[start of Data records]

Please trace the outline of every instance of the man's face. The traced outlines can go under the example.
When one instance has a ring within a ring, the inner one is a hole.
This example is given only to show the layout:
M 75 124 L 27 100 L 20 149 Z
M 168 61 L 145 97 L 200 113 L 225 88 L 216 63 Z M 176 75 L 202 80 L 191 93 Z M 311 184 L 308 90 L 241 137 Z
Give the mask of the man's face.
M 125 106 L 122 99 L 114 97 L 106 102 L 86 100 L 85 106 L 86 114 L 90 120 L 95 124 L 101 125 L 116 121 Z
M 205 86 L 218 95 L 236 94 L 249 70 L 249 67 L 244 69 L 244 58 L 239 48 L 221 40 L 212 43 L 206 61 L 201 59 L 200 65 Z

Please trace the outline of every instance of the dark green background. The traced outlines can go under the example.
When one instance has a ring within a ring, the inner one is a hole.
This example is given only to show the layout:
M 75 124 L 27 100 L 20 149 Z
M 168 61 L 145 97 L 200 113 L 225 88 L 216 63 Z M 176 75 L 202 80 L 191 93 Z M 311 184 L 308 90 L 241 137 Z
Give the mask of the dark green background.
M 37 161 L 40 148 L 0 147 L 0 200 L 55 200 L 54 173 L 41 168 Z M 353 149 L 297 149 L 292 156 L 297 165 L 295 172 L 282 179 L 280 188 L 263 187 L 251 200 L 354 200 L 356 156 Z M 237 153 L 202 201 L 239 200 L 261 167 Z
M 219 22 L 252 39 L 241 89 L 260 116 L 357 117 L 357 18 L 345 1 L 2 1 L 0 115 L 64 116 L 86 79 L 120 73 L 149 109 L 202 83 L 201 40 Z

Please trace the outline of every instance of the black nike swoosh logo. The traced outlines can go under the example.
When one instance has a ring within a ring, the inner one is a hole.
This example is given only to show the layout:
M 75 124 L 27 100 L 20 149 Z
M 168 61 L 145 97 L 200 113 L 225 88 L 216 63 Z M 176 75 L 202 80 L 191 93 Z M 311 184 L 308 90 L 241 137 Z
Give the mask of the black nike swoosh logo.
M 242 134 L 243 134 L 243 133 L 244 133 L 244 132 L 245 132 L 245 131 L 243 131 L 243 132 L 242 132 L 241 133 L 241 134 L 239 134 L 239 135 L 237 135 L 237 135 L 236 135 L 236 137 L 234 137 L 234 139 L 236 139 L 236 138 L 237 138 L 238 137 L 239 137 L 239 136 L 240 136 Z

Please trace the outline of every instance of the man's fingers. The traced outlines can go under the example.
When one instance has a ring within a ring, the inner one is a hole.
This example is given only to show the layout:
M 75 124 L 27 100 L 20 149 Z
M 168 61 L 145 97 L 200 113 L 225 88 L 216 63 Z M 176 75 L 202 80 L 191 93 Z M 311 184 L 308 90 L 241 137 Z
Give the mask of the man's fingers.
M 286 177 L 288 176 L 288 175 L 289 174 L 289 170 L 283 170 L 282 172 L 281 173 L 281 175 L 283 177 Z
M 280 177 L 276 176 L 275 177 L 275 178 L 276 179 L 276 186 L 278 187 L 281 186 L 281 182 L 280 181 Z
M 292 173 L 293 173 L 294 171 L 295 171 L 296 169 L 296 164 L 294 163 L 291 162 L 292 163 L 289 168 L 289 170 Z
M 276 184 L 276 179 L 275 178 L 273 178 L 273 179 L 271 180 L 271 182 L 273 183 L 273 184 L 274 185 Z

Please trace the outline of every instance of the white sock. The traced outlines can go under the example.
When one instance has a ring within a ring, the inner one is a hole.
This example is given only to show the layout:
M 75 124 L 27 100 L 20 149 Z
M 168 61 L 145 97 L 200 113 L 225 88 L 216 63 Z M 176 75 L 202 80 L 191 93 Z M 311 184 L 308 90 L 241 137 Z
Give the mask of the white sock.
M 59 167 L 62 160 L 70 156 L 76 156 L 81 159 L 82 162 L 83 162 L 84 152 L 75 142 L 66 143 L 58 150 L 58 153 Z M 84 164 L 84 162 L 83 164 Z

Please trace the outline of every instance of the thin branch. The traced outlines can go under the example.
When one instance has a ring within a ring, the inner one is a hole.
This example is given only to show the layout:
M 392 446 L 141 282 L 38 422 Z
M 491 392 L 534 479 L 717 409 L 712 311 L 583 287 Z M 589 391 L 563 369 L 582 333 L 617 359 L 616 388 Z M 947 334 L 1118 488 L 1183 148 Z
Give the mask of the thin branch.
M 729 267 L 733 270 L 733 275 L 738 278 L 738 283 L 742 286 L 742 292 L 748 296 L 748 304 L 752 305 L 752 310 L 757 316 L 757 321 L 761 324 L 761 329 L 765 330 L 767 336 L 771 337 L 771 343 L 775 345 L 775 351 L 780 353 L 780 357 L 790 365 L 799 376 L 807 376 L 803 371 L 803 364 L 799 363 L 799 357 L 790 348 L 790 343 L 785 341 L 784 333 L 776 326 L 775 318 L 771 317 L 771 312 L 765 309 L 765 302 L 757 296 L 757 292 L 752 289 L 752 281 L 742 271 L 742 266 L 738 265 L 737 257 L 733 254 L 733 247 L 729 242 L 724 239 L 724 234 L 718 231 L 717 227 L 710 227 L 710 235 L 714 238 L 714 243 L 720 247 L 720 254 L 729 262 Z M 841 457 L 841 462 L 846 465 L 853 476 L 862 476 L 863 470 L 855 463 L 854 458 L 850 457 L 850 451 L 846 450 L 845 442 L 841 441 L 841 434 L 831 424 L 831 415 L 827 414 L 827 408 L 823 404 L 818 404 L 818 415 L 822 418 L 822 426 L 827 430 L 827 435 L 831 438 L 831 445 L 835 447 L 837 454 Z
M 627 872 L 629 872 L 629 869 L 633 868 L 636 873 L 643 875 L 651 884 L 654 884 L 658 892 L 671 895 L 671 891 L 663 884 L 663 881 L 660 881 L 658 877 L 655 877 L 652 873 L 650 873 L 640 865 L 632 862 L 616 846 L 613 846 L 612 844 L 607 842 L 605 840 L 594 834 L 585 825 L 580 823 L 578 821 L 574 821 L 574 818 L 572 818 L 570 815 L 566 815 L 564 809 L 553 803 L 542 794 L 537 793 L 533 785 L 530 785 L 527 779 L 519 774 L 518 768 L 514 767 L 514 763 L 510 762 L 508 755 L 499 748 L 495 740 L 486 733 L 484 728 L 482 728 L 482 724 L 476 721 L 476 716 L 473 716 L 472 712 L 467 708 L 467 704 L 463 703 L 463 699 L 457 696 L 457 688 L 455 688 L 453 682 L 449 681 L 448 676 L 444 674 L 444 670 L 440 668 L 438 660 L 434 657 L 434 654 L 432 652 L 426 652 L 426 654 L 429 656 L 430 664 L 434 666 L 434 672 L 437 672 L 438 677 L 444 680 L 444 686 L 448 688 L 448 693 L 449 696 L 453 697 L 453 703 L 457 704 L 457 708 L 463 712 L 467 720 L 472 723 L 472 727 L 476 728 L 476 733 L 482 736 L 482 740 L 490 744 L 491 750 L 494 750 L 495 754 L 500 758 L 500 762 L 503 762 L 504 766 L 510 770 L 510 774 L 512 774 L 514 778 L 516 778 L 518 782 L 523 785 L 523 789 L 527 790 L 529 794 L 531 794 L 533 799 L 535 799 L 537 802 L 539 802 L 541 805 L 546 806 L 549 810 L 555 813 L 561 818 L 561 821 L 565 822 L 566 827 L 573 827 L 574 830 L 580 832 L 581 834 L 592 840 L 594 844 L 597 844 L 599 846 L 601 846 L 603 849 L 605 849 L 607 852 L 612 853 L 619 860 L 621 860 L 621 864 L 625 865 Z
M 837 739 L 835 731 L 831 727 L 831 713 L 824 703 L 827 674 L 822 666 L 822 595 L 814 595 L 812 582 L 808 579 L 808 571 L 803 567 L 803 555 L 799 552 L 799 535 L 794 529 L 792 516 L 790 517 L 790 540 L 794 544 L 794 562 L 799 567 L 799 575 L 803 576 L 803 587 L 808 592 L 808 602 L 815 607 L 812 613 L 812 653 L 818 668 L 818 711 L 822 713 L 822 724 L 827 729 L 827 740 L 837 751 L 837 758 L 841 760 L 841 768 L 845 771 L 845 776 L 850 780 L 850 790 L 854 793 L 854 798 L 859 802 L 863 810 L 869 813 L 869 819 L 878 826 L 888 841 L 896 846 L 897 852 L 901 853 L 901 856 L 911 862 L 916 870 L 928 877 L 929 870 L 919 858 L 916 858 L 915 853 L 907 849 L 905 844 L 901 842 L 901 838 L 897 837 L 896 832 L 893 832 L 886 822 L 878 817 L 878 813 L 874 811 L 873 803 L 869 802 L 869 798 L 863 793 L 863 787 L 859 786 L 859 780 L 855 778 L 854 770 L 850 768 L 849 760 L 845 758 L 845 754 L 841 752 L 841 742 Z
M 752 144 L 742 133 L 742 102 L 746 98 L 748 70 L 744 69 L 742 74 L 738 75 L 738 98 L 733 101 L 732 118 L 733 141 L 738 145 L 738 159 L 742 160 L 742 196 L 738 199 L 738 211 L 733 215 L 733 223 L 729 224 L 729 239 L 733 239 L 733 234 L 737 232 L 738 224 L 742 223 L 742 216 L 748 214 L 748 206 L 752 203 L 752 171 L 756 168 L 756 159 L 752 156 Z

[end of Data records]

Given request: Identify every line above that contains the word "white" and copy each of those lines out in full.

Complete answer:
Please trace the outline of every instance of the white sock. The traced outlines can go under the example.
Give the mask of the white sock.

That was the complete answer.